> _TEXT_
* * * * * * * * *

Diese Frage haben wir auch heute auf der Morgenkonferenz diskutiert: Wie gehen wir in Zukunft damit um, wenn so ein Prozedere zum Standard wird? Werden wir wirklich nie mehr von solchen Sport-Großereignissen berichten? Auf diese Frage haben wir noch keine endgültige Antwort gefunden. Aber wir haben uns entschlossen, damit offen umzugehen – und also auch unsere eigene Unsicherheit und Inkonsequenz offenzulegen. In der morgigen Ausgabe beleuchten wir also nicht nur, wie andere Medien mit der Frage umgehen, sondern beantworten auch eine Reihe der vielen Fragen, die unsere Leser uns als Online-Kommentar oder per Mail geschickt haben. Die Antwort auf die Frage, warum wir bei der Fußball-WM 2006 mitgemacht haben, lautet: Ja, das war ein Fehler, das war nicht konsequent. Uns war damals nicht bewusst, wie umfangreich die Daten geprüft werden und was wirklich damit passiert. Das Verfahren wurde damals zum ersten Mal im großen Stil eingeführt. Es hieß, es handele sich wegen der Größe und der Einmaligkeit der Fußball-WM auch um ein einmaliges Verfahren. Rückblickend betrachtet hätten wir das kritischer betrachten müssen und auch damals der Weitergabe der Ergebnisse der Sicherheitsüberprüfung von Polizei und Geheimdiensten an die Veranstalter widersprechen sollen.

* * * * * * * * *

> _ARBEITSAUFTRAG_
Prüfen Sie, ob die Aussagen mit dem Text über die Berichterstattung von Sport-Großereignissen übereinstimmen, und belegen Sie jedes Ja oder Nein mit einem wörtlichen Zitat. (a) Die Redaktion hat bereits eine endgültige Antwort darauf, ob sie künftig von solchen Ereignissen berichtet. (b) Die Teilnahme an der Fußball-WM 2006 wird als Fehler bezeichnet. (c) In der morgigen Ausgabe werden ausschließlich Fragen der Leser beantwortet. Die Zeilen haben einen anderen Ursprung als der Text.

> _DATENÜBERSICHT_
* * * * * * * * *

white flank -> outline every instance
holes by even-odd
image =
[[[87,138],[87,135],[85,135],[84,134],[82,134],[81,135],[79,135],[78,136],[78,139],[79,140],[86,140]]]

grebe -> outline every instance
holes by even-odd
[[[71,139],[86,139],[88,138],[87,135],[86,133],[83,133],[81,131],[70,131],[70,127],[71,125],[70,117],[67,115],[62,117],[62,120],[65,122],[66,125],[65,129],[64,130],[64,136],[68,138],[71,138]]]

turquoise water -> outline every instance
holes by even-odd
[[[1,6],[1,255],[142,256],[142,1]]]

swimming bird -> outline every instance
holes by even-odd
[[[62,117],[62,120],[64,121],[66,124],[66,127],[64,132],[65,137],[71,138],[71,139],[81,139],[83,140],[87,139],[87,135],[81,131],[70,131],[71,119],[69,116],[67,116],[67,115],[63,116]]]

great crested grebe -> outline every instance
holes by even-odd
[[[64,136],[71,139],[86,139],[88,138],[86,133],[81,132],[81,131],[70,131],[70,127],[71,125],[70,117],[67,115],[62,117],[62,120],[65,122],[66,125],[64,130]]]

* * * * * * * * *

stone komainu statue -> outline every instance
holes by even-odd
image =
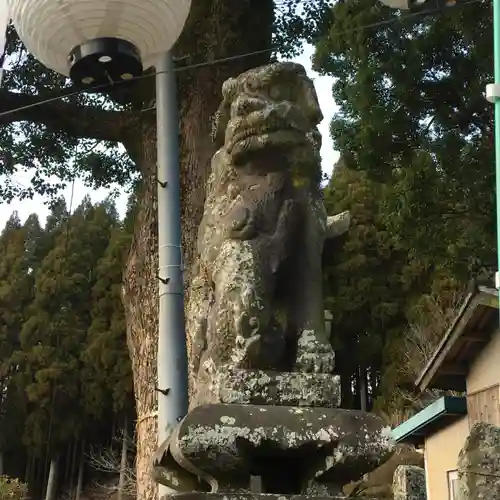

* * * * * * * * *

> _ERGEBNIS_
(a) Nein: „Auf diese Frage haben wir noch keine endgültige Antwort gefunden.“
(b) Ja: „Ja, das war ein Fehler, das war nicht konsequent.“
(c) Nein: „beleuchten wir also nicht nur, wie andere Medien mit der Frage umgehen, sondern beantworten auch eine Reihe der vielen Fragen“